__Texte fourni__:
+ + + + +
Relancé par le succès d’Alien de Ridley Scott (projet lui-même influencé par La Chose de Campbell), le remake de La Chose d’un autre monde devient une réalité après moult péripéties.
Tout juste sorti de l’épuisant tournage de New-York 1997, John Carpenter se laisse finalement convaincre par le script d’un Bill Lancaster bien plus proche dans son déroulement que le piteux récit de Christian Niby et Howard Hawks.
Pourtant, à sa sortie au cinéma en 1982, The Thing est un cuisant échec critique et public…

Au milieu de l’Antarctique

Cette fois, le long-métrage adapte de façon beaucoup plus respectueuse la nouvelle originale. Si l’équipe se réduit (passant de 37 à 12 personnages) et si la base américaine ne découvre pas directement la bestiole (ce qui est le fait d’une équipe norvégienne toute proche), John Carpenter et Bill Lancaster parviennent à capter de façon tout à fait extraordinaire la paranoïa qui gangrène l’histoire.
Principal personnage, MacReady change aussi de carrure avec la réécriture de Lancaster pour l’adapter sur mesure à l’un des acteurs fétiches de Carpenter : Kurt Russel.
Tout débute par l’étrange poursuite d’un chien par un hélicoptère et deux norvégiens bien décidés à le tuer. Après l’arrêt (par la force) de cette étrange manège, toute l’équipe de scientifiques américains est sous le choc. Tandis que MacReady et le Dr Cooper se rendent au camp norvégien (ou ce qu’il en reste), Clark rassure le chien recueilli avant de le conduire au chenil.
Et c’est le début du cauchemar puisque l’animal n’est en rien ce qu’il semble être et qu’une terrifiante créature s’échappe dans la base… une créature capable de singer parfaitement ses proies !
+ + + + +
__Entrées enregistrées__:

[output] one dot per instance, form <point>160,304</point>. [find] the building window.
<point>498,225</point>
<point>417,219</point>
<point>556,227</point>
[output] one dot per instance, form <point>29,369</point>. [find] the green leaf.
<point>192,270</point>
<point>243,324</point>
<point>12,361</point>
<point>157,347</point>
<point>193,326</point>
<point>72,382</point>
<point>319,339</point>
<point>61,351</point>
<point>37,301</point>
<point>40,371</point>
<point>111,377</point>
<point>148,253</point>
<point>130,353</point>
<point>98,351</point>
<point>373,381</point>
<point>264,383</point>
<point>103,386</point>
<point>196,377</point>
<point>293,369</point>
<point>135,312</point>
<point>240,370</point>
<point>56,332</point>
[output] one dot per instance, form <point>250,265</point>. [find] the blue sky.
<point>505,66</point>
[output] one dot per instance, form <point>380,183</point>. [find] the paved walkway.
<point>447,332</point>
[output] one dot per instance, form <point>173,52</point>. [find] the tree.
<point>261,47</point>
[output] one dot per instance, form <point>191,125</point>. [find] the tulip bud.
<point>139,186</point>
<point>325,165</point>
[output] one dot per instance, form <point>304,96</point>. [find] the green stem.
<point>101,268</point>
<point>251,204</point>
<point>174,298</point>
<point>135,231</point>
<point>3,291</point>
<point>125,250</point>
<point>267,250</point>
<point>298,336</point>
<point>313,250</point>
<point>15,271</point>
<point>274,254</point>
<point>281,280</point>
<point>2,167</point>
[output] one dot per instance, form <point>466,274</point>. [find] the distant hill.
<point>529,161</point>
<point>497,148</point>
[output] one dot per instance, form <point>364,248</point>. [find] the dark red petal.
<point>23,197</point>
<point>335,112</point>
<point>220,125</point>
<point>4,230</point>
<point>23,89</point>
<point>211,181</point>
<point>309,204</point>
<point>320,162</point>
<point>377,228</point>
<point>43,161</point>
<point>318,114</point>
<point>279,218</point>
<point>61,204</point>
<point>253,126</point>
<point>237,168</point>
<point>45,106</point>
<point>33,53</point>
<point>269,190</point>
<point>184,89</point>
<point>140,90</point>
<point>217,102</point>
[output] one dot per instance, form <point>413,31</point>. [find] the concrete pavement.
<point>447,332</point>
+ + + + +
__Consignes__:
[A] Recopiez à l'identique les lignes de la liste, en commençant par celle qui contient « [output] one dot per instance, form <point>29,369</point>. » et en terminant par celle qui contient « <point>40,371</point> ».
[B] Poursuivez, s'il vous plaît, le texte sur The Thing de John Carpenter à partir de sa dernière phrase.

__Réponses par consigne__:
[A]
[output] one dot per instance, form <point>29,369</point>. [find] the green leaf.
<point>192,270</point>
<point>243,324</point>
<point>12,361</point>
<point>157,347</point>
<point>193,326</point>
<point>72,382</point>
<point>319,339</point>
<point>61,351</point>
<point>37,301</point>
<point>40,371</point>

[B]
Si le reste de l’histoire est archi-connue, contentons-nous de rappeler deux choses.
D’abord, The Thing bénéficie du talent hors du commun de Rob Bottin qui, encore aujourd’hui, impressionne par la prouesse technique et l’ingéniosité des moyens déployés pour l’occasion.
Ensuite, et c’est un cas quasi-unique chez Carpenter, c’est l’italien Ennio Morricone qui se charge d’une B.O minimaliste mais glaçante en parfait accord avec l’ambiance pesante du métrage.
The Thing rassemble une sacrée brochette de talents en somme et tout semble indiquer le chef d’œuvre. Alors pourquoi ce désamour initial ?

Nihilisme et politique

Certainement parce que John Carpenter, comme souvent, s’avère beaucoup trop en avance sur son temps. Alors que Ripley se débarrasse de l’Alien et sauve l’humanité et que E.T. rentre gentiment à sa maison, la Chose s’infiltre, tue et…gagne. Du moins c’est ce que l’on peut en déduire de la fin ambiguë du long-métrage où MacReady et Childs constatent qu’ils sont seuls au milieu de nul part, prêt à geler une fois les incendies étouffés. Et surtout, qui dit que la Chose est morte ?
Cette fin ouverte, pessimiste, a quelque chose de terrifiante en elle-même, prenant à rebrousse-poil un spectateur qui n’était certainement pas prêt à un tel nihilisme, surtout après plus d’une heure de scènes d’horreur viscérale et de transformations corporelles dérangeantes.
Entre les lignes, et comme pour le film d’Howard Hawks, The Thing tisse un sous-texte politique dans une époque encore bouffée par la peur du communisme et où l’autre peut cacher des idées séditieuses et/ou belliqueuses avec l’apparence de votre voisin le plus ordinaire.
Si Carpenter ne véhicule pas frontalement ce genre d’idées, il n’en reste pas moins que The Thing, comme tous les grands films d’horreur, va bien plus loin que la simple élimination progressive des héros de son intrigue.

Paranoïa glaciale

Mais l’immense, l’incroyable réussite de The Thing, c’est de retranscrire à merveille la paranoïa de la nouvelle originale dans des décors d’une efficacité redoutable. Piégé dans une base de l’Antarctique, avec peu de moyens de défense et une peur panique de laisser s’échapper un super-prédateur sur le reste de l’humanité, le film de John Carpenter prend le contre-pied de son Assaut où l’on devait empêcher les agresseurs d’entrer.
De même, The Thing préfigure le très Lovecraftien L’Antre de la Folie et la paranoïa galopante de son héros.
Ce qui rend le film aussi terrifiant, au fond, c’est que l’on sait que la créature est là mais que cette créature nous ressemble comme deux gouttes d’eau.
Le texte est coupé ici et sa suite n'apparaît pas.